■ **What is required**: Every record below must be set down again exactly as given.

(Items listed in a dataset)

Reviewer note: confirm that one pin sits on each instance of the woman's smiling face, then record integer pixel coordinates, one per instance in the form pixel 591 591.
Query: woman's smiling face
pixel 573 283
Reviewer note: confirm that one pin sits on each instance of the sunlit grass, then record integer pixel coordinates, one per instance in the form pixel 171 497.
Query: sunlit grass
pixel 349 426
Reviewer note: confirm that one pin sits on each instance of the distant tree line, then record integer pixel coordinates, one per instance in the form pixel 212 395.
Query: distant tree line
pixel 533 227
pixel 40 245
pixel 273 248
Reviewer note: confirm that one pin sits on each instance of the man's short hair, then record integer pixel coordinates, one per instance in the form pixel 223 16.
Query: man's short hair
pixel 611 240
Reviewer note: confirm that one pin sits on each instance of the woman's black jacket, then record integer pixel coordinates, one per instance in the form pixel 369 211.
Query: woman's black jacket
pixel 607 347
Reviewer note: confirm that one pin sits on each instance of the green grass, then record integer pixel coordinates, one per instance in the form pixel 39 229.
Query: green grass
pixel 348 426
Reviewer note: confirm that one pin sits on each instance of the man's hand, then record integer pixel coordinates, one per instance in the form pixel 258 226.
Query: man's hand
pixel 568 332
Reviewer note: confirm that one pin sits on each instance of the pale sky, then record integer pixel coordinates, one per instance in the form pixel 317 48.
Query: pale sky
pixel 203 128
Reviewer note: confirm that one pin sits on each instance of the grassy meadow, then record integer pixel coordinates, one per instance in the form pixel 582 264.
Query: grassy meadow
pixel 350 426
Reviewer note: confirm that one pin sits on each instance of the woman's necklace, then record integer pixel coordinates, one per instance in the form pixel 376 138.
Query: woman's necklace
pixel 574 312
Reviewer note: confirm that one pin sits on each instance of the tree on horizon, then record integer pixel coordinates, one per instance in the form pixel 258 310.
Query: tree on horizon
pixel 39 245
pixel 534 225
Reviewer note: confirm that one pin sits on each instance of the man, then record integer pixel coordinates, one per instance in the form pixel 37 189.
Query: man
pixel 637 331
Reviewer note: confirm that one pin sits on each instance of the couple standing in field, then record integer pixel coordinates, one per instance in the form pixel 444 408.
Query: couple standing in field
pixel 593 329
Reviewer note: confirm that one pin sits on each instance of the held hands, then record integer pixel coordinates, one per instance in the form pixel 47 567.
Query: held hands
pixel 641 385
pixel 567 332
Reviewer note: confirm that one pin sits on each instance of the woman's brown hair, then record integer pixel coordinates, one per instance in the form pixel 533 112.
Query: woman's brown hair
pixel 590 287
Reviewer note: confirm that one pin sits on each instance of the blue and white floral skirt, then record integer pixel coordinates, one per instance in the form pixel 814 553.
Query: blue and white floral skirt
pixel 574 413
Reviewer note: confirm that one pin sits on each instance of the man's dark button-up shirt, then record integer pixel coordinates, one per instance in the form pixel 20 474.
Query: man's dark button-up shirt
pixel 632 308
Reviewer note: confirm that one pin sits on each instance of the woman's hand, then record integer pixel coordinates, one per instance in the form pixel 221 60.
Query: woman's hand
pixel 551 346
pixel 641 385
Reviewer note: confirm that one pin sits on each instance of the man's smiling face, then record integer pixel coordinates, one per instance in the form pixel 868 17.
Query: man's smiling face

■ **Solution for this exercise**:
Reviewer note: confirm that one pin sits on each instance of the woman's smiling face, then record integer pixel coordinates, one per instance in the form pixel 591 591.
Query: woman's smiling face
pixel 573 283
Reviewer note: confirm that one pin sits on each instance of the sunlit grass, then record integer pixel coordinates, one per instance in the form pixel 171 497.
Query: sunlit grass
pixel 349 426
Reviewer note: confirm that one pin sits on each instance of the distant tree line, then record integer pixel coordinates, one per instance in the form pixel 212 395.
Query: distant tree line
pixel 533 227
pixel 40 245
pixel 273 248
Reviewer note: confirm that one pin sits on each instance of the man's short hair, then record integer pixel coordinates, one per instance in the form pixel 223 16.
Query: man's short hair
pixel 611 240
Reviewer note: confirm that one pin sits on each instance of the woman's black jacket, then record integer pixel coordinates, one per instance in the form pixel 369 211.
Query: woman's black jacket
pixel 607 347
Reviewer note: confirm that one pin sits on each instance of the green grass, then record integer pixel coordinates, one per instance in the form pixel 39 229.
Query: green grass
pixel 348 426
Reviewer note: confirm that one pin sits on each instance of the man's hand, then record integer pixel coordinates, one per instance in the form pixel 258 226.
Query: man's hand
pixel 568 332
Reviewer note: confirm that one pin sits on each instance of the pale sky, then record integer pixel coordinates, one per instance in the form pixel 317 48.
Query: pale sky
pixel 203 128
Reviewer note: confirm that one pin sits on each instance of the grassy meadow, then record integer pixel coordinates, one per instance in the form pixel 582 264.
Query: grassy meadow
pixel 350 426
Reviewer note: confirm that one pin sits on each instance of the woman's necklace, then record integer pixel coordinates, one per instance in the form pixel 376 138.
Query: woman's necklace
pixel 574 312
Reviewer note: confirm that one pin sits on each instance of the tree on horizon, then record integer pixel coordinates, one per instance in the form pixel 258 310.
Query: tree on horizon
pixel 39 245
pixel 534 225
Reviewer note: confirm that one pin sits on each instance of the man, then record integer pixel coordinates, one per instance in the form pixel 37 189.
Query: man
pixel 637 331
Reviewer note: confirm that one pin sits on each instance of the couple standing in field, then record integer pixel coordinates, one per instance in the form pixel 444 408.
Query: couple standing in field
pixel 593 329
Reviewer note: confirm that one pin sits on each instance of the held hands, then record integer pixel coordinates, one per instance in the form pixel 47 567.
Query: held hands
pixel 641 385
pixel 567 332
Reviewer note: confirm that one pin sits on each instance of the woman's brown hair, then record integer pixel coordinates, one per instance in the form pixel 533 112.
Query: woman's brown hair
pixel 590 287
Reviewer note: confirm that one pin sits on each instance of the blue and white floral skirt, then record integer pixel coordinates, one per instance in the form pixel 814 553.
Query: blue and white floral skirt
pixel 574 413
Reviewer note: confirm that one pin sits on each instance of the man's dark button-up shirt, then record integer pixel coordinates, one per instance in the form pixel 20 474.
Query: man's dark button-up shirt
pixel 632 308
Reviewer note: confirm that one pin sits on each instance of the woman's hand, then record integer pixel coordinates, one per instance in the form pixel 221 60.
Query: woman's hand
pixel 551 346
pixel 641 385
Reviewer note: confirm that one pin sits on each instance of the man's smiling face, then record integer pixel coordinates, one per instance in the form pixel 868 17.
Query: man's smiling face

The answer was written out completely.